Permintaan 1: Salin persis bagian teks tentang yurisdiksi mulai dari kata "Sementara berdasarkan kedudukan" sampai dengan kata "universal (Starke, 1984).".
Permintaan 2: Dalam teks tentang yurisdiksi, yurisdiksi negara di dalam wilayahnya dibagi menurut hak, kekuasaan, dan kewenangan mengaturnya. Sebutkan semua jenisnya.
Permintaan 3: Teruskan teks tentang yurisdiksi mulai setelah kalimat terakhirnya.

Dokumen:
────────

Menurut Adolf, berdasarkan hak, kekuasaan dan kewenangan mengaturnya, yurisdiksi suatu negara di dalam wilayah negaranya dapat terbagi sebagai berikut:
  1. Yurisdiksi Legislatif, yaitu kekuasaan membuat peraturan atau perundang-undangan yang mengatur hubungan atau status hukum orang atau peristiwa-peristiwa hukum di dalam wilayahnya. Kewenangan seperti ini biasanya dilaksanakan oleh badan legislatif sehingga acapkali disebut pula sebagai yurisdiksi legislatif atau preskriptif (legislative jurisdiction atau prescriptive jurisdivtion).
  2. Yurisdiksi Eksekutif, yaitu kekuasaan negara untuk memaksakan atau menegakkan (enforce) agar subyek hukum menaati hukum. Tindakan pemaksaan ini dilakukan oleh badan eksekutif negara yang umumnya tampak pada bidang-bidang ekonomi, misalnya kekuasaan untuk menolak atau memberi izin, kontrak-kontrak, dan lain-lain.
  3. Yurisdiksi Yudikatif, yaitu kekuasaan pengadilan untuk mengadili orang (subyek hukum) yang melanggar peraturan atau perundang-undangan disebut pula sebagai Judicial jurisdiction.
Sementara berdasarkan kedudukan negara dalam hukum internasional, yurisdiksi dapat dibedakan menjadi:
1. Yurisdiksi teritorial. Menurut prinsip yurisdiksi teritorial, negara mempunyai yurisdiksi terhadap semua persoalan dan kejadian di dalam wilayahnya. Prinsip ini adalah prinsip yang paling mapan dan penting dalam hukum internasional. Menurut Hakim Lord Macmillan suatu negara memiliki yurisdiksi terhadap semua orang, benda, perkara-perkara pidana atau perdata dalam batas-batas wilayahnya sebagai pertanda bahwa negara tersebut berdaulat (Starke, 1984).
  1. Yurisdiksi Personal. Menurut prinsip yurisdiksi personal, suatu negara dapat mengadili warga negaranya karena kejahatan yang dilakukannya di mana pun juga. Sebaliknya, adalah kewajiban negara untuk memberikan perlindungan diplomatik kepada warga negaranya di luar negeri. Ketentuan ini telah diterima secara universal (Starke, 1984).

────────

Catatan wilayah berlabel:

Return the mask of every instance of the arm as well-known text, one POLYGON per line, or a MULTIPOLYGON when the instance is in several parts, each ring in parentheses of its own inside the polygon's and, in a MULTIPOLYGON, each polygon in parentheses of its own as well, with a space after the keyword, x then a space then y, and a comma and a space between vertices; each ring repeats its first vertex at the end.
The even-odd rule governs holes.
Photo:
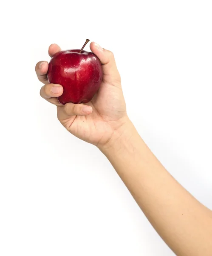
MULTIPOLYGON (((106 156, 150 222, 178 255, 212 255, 212 213, 165 170, 139 136, 127 115, 121 79, 113 55, 93 42, 103 79, 85 105, 60 104, 61 85, 48 84, 48 64, 35 70, 45 85, 40 95, 57 106, 57 117, 71 133, 97 146, 106 156)), ((52 56, 61 49, 49 48, 52 56)))
POLYGON ((130 121, 100 149, 177 255, 212 255, 212 212, 167 172, 130 121))

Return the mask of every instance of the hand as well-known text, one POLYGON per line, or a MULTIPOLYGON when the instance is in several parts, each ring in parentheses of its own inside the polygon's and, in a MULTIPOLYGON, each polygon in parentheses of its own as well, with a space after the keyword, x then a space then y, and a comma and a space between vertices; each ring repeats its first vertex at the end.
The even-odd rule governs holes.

────────

Hasil Tugas 1:
Sementara berdasarkan kedudukan negara dalam hukum internasional, yurisdiksi dapat dibedakan menjadi:
1. Yurisdiksi teritorial. Menurut prinsip yurisdiksi teritorial, negara mempunyai yurisdiksi terhadap semua persoalan dan kejadian di dalam wilayahnya. Prinsip ini adalah prinsip yang paling mapan dan penting dalam hukum internasional. Menurut Hakim Lord Macmillan suatu negara memiliki yurisdiksi terhadap semua orang, benda, perkara-perkara pidana atau perdata dalam batas-batas wilayahnya sebagai pertanda bahwa negara tersebut berdaulat (Starke, 1984).
  1. Yurisdiksi Personal. Menurut prinsip yurisdiksi personal, suatu negara dapat mengadili warga negaranya karena kejahatan yang dilakukannya di mana pun juga. Sebaliknya, adalah kewajiban negara untuk memberikan perlindungan diplomatik kepada warga negaranya di luar negeri. Ketentuan ini telah diterima secara universal (Starke, 1984).

Hasil Tugas 2:
1. Yurisdiksi Legislatif
2. Yurisdiksi Eksekutif
3. Yurisdiksi Yudikatif

Hasil Tugas 3:
  2. Yurisdiksi menurut Prinsip Perlindungan. Berdasarkan prinsip yurisdiksi perlindungan, suatu negara dapat melaksanakan yurisdiksinya terhadap warga-warga asing yang melakukan kejahatan di luar negeri yang diduga dapat mengancam kepentingan keamanan, integritas, dan kemerdekaan negara. Penerapan prinsip ini dibenarkan sebagai dasar untuk penerapan yurisdiksi suatu negara. Latar belakang pembenaran ini adalah perundang-undangan nasional pada umumnya tidak mengatur atau tidak menghukum perbuatan yang dilakukan di dalam suatu negara yang dapat mengancam atau mengganggu keamanan, integritas, dan kemerdekaan orang lain.
  3. Prinsip Yurisdiksi Universal. Menurut prinsip ini, setiap negara mempunyai yurisdiksi terhadap tindak kejahatan yang mengancam masyarakat internasional. Yurisdiksi ini lahir tanpa melihat dimana kejahatan dilakukan atau warga negara yang melakukan kejahatan. Lahirnya prinsip yurisdiksi universal terhadap jenis kejahatan yang merusak terhadap masyarakat internasional sebenarnya juga disebabkan karena tidak adanya badan peradilan internasional yang khusus mengadili kejahatan yang dilakukan orang-perorang (individu).
  4. Organisasi Internasional. Dalam suatu negara, organisasi internasional memiliki kekebalan tertentu terhadap yurisdiksi negara setempat. Kekebalan ini dipandang perlu untuk melaksanakan tujuan-tujuan dari organisasi internasional. Namun sampai sejauh mana oraganisasi internasional itu menikmati kekebalan menurut hukum (kebiasaan) internasional masih belum ada kejelasan. Dalam praktek, kekebalan ini biasanya diatur oleh suatu perjanjian internasional.


Tanggung jawab Negara
Secara umum dikatakan, negara bertanggung jawab dalam hukum internasional untuk perbuatan atau tindakan yang bertentangan dengan kewajiban internasional negara itu. Komisi Hukum Internasional (International Law Commission, ILC) telah membahas persoalan tanggung jawab negara ini sejak tahun 1956 namun baru pada tahun 2001 berhasil merumuskan rancangan Pasal-pasal tentang Tanggung Jawab Negara karena Perbuatan yang Dipersalahkan menurut Hukum Internasional (draft Articles on Responsibility of States for Internationally Wrongful Acts, selanjutnya dalam tulisan ini disebut “Artikel”) yang kemudian diedarkan oleh Majelis Umum PBB. Dalam Resolusi A/RES/ 59/35 (2004) Majelis Umum mengundang negara-negara anggota PBB untuk memberi tanggapan tentang langkah selanjutnya dan memutuskan untuk mempertimbangkan masalah itu kembali pada tahun 2007.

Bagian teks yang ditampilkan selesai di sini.